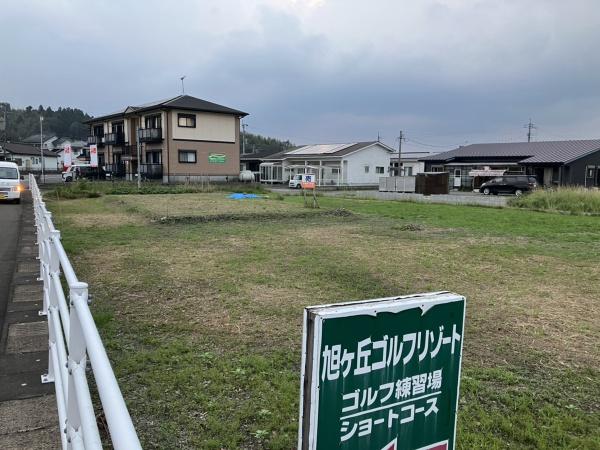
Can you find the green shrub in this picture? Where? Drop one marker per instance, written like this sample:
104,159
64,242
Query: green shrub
91,189
574,200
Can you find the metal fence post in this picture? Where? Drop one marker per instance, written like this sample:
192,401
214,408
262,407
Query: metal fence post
81,416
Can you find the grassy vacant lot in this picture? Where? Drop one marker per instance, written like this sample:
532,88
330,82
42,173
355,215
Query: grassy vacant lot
574,200
202,319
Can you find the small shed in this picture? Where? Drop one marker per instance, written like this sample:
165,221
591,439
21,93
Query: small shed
432,183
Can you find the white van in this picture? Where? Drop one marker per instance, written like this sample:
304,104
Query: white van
10,182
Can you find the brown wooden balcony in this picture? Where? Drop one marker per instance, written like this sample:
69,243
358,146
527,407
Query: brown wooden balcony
150,134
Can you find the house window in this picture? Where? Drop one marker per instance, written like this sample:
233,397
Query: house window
187,156
118,127
154,121
186,120
153,157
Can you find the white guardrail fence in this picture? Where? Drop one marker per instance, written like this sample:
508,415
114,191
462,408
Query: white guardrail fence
73,337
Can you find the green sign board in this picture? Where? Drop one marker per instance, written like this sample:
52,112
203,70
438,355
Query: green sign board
217,158
382,374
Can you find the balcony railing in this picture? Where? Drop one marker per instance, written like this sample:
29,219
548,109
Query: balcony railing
95,140
114,138
150,134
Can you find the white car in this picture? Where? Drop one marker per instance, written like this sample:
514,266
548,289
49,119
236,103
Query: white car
10,182
297,180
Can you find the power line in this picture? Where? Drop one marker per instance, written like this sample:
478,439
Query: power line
414,141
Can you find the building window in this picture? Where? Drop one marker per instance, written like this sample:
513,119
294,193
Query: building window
154,121
154,157
118,127
187,156
186,120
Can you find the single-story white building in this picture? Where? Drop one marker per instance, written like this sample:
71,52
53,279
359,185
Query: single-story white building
351,164
28,158
409,163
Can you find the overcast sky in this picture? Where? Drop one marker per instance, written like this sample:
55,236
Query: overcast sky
444,71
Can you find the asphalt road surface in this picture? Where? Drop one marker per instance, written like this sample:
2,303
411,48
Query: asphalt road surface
10,222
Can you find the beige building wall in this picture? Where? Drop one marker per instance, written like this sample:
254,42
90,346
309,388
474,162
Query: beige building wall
209,127
201,168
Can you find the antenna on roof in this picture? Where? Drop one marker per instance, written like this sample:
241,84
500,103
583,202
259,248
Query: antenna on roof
530,126
182,86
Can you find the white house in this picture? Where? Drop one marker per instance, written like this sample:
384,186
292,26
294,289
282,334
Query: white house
350,164
78,148
409,163
28,158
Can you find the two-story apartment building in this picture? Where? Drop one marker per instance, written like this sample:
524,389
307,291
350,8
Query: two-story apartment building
180,139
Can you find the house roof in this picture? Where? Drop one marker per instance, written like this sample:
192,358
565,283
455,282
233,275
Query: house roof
35,138
544,152
22,149
260,154
186,102
320,151
414,155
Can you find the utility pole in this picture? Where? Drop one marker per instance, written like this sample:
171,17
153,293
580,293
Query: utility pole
530,126
244,125
42,147
400,139
139,153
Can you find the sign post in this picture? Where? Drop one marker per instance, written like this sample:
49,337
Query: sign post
308,183
382,374
93,156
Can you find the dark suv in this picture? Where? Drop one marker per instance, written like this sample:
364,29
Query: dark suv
509,184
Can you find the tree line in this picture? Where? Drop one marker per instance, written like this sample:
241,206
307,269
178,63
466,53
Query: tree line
21,123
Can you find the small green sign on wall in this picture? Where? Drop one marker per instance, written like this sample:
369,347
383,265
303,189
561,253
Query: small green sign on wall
382,374
217,158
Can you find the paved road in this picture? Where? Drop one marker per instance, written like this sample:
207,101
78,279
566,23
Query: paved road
28,418
454,198
10,220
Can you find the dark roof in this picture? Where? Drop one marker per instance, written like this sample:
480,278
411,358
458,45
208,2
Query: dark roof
544,152
180,102
35,138
260,154
344,151
22,149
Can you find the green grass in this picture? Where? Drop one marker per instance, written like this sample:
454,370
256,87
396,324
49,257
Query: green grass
574,200
203,321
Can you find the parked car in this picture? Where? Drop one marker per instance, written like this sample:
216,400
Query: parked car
10,182
297,180
509,184
78,171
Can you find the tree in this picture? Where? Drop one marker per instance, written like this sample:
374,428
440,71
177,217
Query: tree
65,122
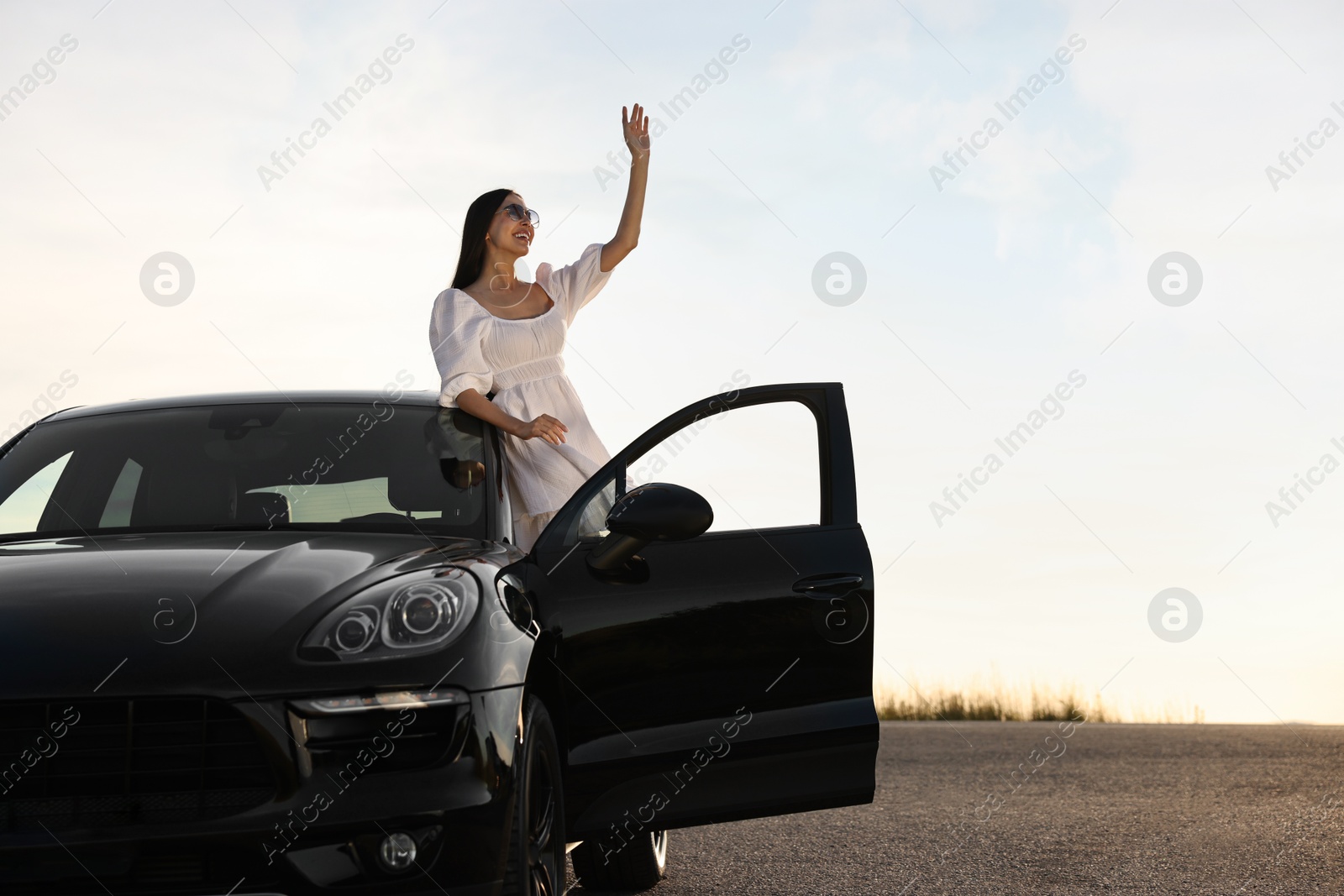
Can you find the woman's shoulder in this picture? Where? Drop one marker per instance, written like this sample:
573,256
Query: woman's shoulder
454,298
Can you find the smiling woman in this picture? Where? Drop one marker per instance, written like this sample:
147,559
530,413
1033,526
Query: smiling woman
497,340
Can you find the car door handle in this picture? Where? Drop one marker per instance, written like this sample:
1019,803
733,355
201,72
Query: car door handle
828,584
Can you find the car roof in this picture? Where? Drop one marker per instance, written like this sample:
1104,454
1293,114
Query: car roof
423,398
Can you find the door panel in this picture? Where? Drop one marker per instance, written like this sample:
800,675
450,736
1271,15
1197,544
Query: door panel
734,679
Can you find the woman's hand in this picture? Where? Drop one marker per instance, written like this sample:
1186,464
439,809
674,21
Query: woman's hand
546,427
636,130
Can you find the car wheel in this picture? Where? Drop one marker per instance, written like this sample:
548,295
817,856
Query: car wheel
638,866
537,839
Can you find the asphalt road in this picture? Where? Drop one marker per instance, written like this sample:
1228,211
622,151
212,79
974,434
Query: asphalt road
1120,809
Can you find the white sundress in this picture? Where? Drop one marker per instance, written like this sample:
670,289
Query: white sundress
521,362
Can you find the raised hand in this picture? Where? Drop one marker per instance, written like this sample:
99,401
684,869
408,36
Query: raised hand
635,127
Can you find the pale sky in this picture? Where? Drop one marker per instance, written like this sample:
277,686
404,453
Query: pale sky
1028,265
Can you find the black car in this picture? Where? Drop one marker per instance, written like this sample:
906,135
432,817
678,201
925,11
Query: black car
282,644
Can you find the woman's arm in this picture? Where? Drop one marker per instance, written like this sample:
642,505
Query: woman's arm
636,129
544,426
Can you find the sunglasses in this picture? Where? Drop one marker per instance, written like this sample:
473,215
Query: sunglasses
517,212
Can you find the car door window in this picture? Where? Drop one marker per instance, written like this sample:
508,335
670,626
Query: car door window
756,465
123,499
24,506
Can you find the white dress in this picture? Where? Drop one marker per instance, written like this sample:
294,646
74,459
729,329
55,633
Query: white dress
521,362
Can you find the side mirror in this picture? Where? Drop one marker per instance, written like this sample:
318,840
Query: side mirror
652,512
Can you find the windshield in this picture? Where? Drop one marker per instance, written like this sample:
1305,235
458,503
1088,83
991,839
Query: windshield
353,466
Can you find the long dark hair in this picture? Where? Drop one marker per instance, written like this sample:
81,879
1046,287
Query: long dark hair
470,259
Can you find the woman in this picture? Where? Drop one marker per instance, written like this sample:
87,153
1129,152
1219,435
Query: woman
494,332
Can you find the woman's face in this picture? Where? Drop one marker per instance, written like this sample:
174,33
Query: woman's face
512,237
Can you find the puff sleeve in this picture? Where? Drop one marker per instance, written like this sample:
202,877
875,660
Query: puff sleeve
575,285
456,333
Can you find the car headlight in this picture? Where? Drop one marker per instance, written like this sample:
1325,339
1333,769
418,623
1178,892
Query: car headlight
405,616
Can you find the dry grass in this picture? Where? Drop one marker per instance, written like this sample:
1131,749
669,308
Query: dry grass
1015,703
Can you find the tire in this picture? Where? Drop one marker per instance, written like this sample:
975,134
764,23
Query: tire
638,866
537,832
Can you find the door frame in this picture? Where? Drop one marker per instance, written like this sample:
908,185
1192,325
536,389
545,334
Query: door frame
839,501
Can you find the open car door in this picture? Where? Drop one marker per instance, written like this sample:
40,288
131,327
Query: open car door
721,676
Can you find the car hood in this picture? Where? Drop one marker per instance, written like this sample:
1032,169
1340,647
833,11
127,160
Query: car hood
183,609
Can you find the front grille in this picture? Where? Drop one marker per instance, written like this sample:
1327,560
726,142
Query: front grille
127,762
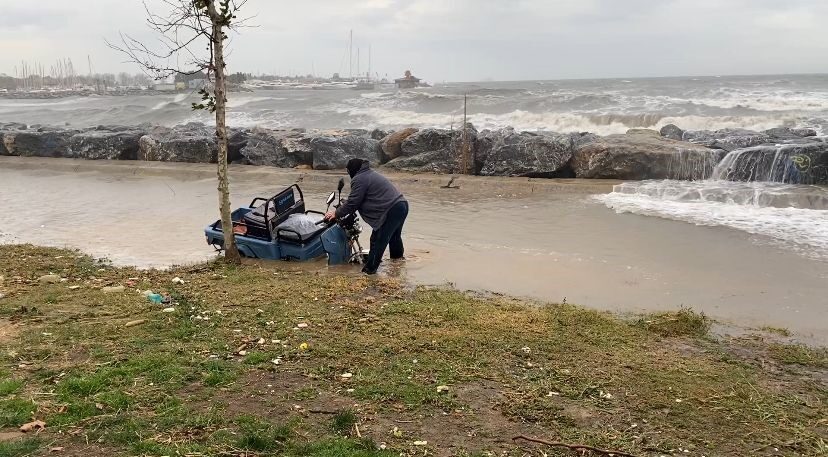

TO DO
When you reach the line containing "Query: long dark hair" in the data above, start copying exactly, and stop after the line containing "Can you find the car headlight".

PROBLEM SOLUTION
Query: long dark hair
470,259
Can you find the woman in this picture? Where? Drop one marker per instance, written like this sample:
87,153
1129,152
1219,435
Query: woman
494,332
Can you find the woman's face in this picture? Where? Drop one marker per instance, written like this sample:
174,33
Query: woman's face
512,237
Can you find the puff sleeve in this picture? Where? Drop one marker per instance, written like this sample:
202,877
875,660
Query: puff sleeve
575,285
456,333
Can you find the car headlight in this picture? Where? Drop one marker per instance, written like this sample:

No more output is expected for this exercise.